● **Excerpted data**

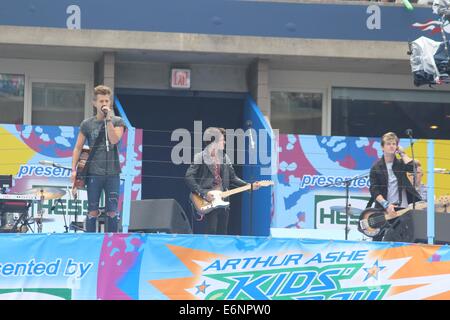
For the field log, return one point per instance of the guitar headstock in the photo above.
(420, 205)
(266, 183)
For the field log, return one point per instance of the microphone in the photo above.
(252, 142)
(409, 133)
(105, 111)
(50, 163)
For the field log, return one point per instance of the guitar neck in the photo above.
(398, 213)
(236, 190)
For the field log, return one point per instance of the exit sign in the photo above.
(180, 78)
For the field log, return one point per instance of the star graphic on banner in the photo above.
(202, 287)
(373, 271)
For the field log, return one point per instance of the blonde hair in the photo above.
(389, 136)
(102, 90)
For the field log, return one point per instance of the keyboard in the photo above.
(30, 197)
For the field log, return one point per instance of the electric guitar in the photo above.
(80, 179)
(203, 206)
(373, 220)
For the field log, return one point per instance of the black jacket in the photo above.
(379, 180)
(200, 175)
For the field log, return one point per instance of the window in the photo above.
(57, 104)
(12, 87)
(373, 112)
(296, 112)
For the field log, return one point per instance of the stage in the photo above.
(138, 266)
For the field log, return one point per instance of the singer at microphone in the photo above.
(105, 110)
(50, 163)
(102, 133)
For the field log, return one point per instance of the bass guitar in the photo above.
(203, 206)
(373, 220)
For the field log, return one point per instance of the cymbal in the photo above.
(46, 192)
(41, 220)
(351, 211)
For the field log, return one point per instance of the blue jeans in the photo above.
(95, 185)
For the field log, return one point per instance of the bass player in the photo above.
(212, 170)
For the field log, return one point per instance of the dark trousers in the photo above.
(110, 185)
(217, 221)
(400, 229)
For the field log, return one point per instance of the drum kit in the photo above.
(14, 215)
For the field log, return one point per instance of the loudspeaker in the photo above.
(441, 231)
(158, 215)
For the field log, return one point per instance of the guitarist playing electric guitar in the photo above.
(212, 171)
(392, 190)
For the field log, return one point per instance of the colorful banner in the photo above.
(23, 147)
(195, 267)
(309, 190)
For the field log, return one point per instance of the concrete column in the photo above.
(258, 84)
(105, 70)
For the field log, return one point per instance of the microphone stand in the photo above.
(251, 149)
(67, 207)
(106, 132)
(64, 215)
(347, 196)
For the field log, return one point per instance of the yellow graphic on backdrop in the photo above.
(14, 153)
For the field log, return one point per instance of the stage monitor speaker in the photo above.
(158, 216)
(441, 231)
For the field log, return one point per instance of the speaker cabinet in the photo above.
(158, 216)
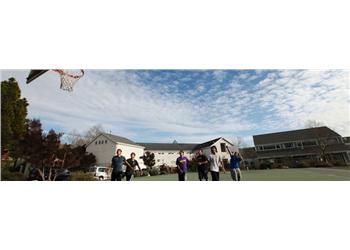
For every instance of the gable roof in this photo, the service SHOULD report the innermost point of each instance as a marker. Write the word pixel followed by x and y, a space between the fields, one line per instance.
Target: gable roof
pixel 294 135
pixel 209 143
pixel 168 146
pixel 179 146
pixel 116 139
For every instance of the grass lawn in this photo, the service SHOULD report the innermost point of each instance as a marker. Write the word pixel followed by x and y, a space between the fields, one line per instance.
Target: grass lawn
pixel 302 174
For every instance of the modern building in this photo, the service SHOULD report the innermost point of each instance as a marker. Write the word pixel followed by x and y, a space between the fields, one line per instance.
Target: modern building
pixel 292 147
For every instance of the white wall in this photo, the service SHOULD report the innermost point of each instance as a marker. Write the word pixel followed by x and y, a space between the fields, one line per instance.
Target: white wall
pixel 128 149
pixel 168 156
pixel 103 152
pixel 224 155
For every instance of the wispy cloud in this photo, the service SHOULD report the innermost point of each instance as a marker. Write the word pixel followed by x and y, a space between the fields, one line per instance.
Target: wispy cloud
pixel 190 106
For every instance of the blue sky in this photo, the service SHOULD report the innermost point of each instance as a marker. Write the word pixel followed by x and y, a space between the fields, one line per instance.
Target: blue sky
pixel 190 105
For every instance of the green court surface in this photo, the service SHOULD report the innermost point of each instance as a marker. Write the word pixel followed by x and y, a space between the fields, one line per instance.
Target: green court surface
pixel 301 174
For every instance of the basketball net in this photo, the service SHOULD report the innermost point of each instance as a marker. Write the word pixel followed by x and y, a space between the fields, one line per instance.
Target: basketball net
pixel 69 77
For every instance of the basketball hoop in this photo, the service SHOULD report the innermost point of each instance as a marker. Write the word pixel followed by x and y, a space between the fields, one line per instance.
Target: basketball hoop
pixel 69 77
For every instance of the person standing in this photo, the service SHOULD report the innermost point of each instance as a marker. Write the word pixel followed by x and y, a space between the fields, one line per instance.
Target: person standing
pixel 117 166
pixel 235 163
pixel 130 168
pixel 182 163
pixel 202 162
pixel 215 164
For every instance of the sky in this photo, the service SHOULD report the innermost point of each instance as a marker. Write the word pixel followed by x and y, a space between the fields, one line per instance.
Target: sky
pixel 190 106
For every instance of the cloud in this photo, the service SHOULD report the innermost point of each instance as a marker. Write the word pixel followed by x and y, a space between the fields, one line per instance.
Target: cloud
pixel 190 106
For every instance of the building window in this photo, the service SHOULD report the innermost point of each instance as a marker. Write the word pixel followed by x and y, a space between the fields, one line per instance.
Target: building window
pixel 223 147
pixel 269 147
pixel 289 145
pixel 309 143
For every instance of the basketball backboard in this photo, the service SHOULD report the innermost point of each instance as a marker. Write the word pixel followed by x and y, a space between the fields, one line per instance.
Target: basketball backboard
pixel 68 77
pixel 35 73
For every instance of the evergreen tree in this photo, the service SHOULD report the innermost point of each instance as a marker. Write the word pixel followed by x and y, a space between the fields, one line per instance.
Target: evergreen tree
pixel 13 115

● **Objective**
Extract every line of text from the items above, copying each one word for word and leaving the pictures out.

● **Result**
For the field log, return one point per instance of the guitar headstock in the photo above.
(420, 205)
(266, 183)
For the field log, return one point per instance of the microphone in the photo above.
(252, 142)
(409, 133)
(105, 111)
(50, 163)
For the field log, return one point per instance of the guitar neck in the photo above.
(398, 213)
(236, 190)
For the field log, return one point per instance of the exit sign in the photo above.
(180, 78)
For the field log, return one point per instance of the star graphic on banner in the photo above.
(202, 287)
(373, 271)
For the field log, return one point per instance of the blonde hair in the photo above.
(389, 136)
(102, 90)
For the field log, return one point per instance of the keyboard in the photo above.
(30, 197)
For the field log, return one point per instance of the electric guitar in the photo above.
(80, 179)
(203, 206)
(373, 220)
For the field log, return one point per instance of the black jacket in the photo above.
(379, 180)
(200, 175)
For the field log, return one point per instance of the window in the photo above.
(57, 104)
(12, 87)
(373, 112)
(296, 112)
For the field log, return one point per instance of the stage in the photo above.
(138, 266)
For the field log, return one point per instance of the singer at microphone in the photo above.
(105, 110)
(50, 163)
(102, 133)
For the field log, return one point per instance of the bass guitar in the photo above.
(203, 206)
(373, 220)
For the field log, return one point per instance of the cymbal in the photo above.
(46, 192)
(41, 220)
(351, 211)
For the field log, return one point per instance of the blue jeans in the photo above.
(95, 185)
For the field log, return one point per instance of the bass player in the photo above.
(212, 170)
For the field log, return one point per instance of the dark trousers in the photo above.
(110, 185)
(217, 221)
(400, 229)
For the field log, return one point per instance of the drum kit in the photo above.
(14, 215)
For the field log, return one point per instance of the loudspeaker in the photo above.
(441, 231)
(158, 215)
For the field log, return one point per instance of the guitarist playing electric guitar in the photo above.
(212, 171)
(392, 190)
For the field log, return one point per instance of the colorful banner in the photo above.
(23, 147)
(195, 267)
(309, 190)
For the field log, return one point per instance of the concrete column in the photo above.
(258, 84)
(105, 70)
For the field log, return one point per instance of the microphone stand in the photo above.
(251, 149)
(67, 207)
(106, 132)
(64, 215)
(347, 196)
For the field log, return one point per instance of the yellow graphic on backdrop in the photo above.
(14, 153)
For the field log, return one point per instance of the stage monitor speaker in the photo above.
(158, 216)
(441, 231)
For the field log, return one point per instance of the speaker cabinet in the photo above.
(158, 216)
For every instance of the gable roof in this photo, the service SHOULD report the innermost point of each instance as a marker. Write the word pixel followed by x and y, a space between the fields, one line per instance.
Target: gable roof
pixel 294 135
pixel 209 143
pixel 168 146
pixel 179 146
pixel 116 139
For every instance of the grass lawn in this photo, the service SHOULD report the innermost point of each instance as a marker. Write the word pixel followed by x and y, a space between the fields, one line per instance.
Target: grass lawn
pixel 302 174
For every instance of the modern building in this photo, the service SHOULD report the innermost point of each instance as a marker. Write the word pixel followed by x and y, a space between the fields, one line per instance.
Target: modern building
pixel 292 147
For every instance of the white wall in this photo, the service SHOULD report the innermost point of each instance as a marker. Write the word pixel followed by x and y, a space between the fields, one line per instance.
Target: white wall
pixel 128 149
pixel 168 156
pixel 103 152
pixel 224 155
For every instance of the wispy cloud in this photo, the service SHOULD report the innermost point of each instance as a marker. Write the word pixel followed by x and y, a space between the fields, one line per instance.
Target: wispy cloud
pixel 190 106
For every instance of the blue sky in this photo, the service SHOULD report the innermost point of each instance as a marker. Write the word pixel followed by x and y, a space between the fields, one line per instance.
Target: blue sky
pixel 190 105
For every instance of the green court surface in this photo, the service SHOULD report the innermost point of each instance as a marker. Write the word pixel followed by x and y, a space between the fields, one line per instance.
Target: green court surface
pixel 301 174
For every instance of the basketball net in this photo, the service SHOULD report the innermost point of each instance as a marker. Write the word pixel followed by x and y, a space between the fields, one line per instance.
Target: basketball net
pixel 69 77
For every instance of the basketball hoop in this photo, the service SHOULD report the innermost point of each instance as a marker. Write the word pixel followed by x and y, a space between the fields, one line per instance.
Target: basketball hoop
pixel 69 77
For every instance of the person standing in this photo, the service SHOULD report the innermost point of each instance as a marker. Write the word pixel followed by x and y, a space between the fields, one line per instance.
Target: person standing
pixel 117 166
pixel 235 163
pixel 130 168
pixel 182 163
pixel 202 162
pixel 215 164
For every instance of the sky in this photo, the service SHOULD report the innermost point of each instance as a marker. Write the word pixel followed by x and y, a space between the fields, one line per instance.
Target: sky
pixel 190 106
For every instance of the cloud in this photo, the service SHOULD report the innermost point of each instance as a marker. Write the word pixel followed by x and y, a space between the fields, one line per instance.
Target: cloud
pixel 190 106
For every instance of the building window in this photo, the service SHOULD report the innermost point of each instance as a marker. Write the word pixel followed by x and y, a space between the fields, one line per instance.
Target: building window
pixel 223 147
pixel 269 147
pixel 289 145
pixel 309 143
For every instance of the basketball backboard in this photo, the service SHOULD report the innermost point of each instance as a marker. Write the word pixel followed by x and y, a space between the fields, one line per instance.
Target: basketball backboard
pixel 68 77
pixel 35 73
For every instance of the evergreen tree in this photo, the service SHOULD report the innermost point of each instance as a marker. Write the word pixel followed by x and y, a space between the fields, one line per instance.
Target: evergreen tree
pixel 13 115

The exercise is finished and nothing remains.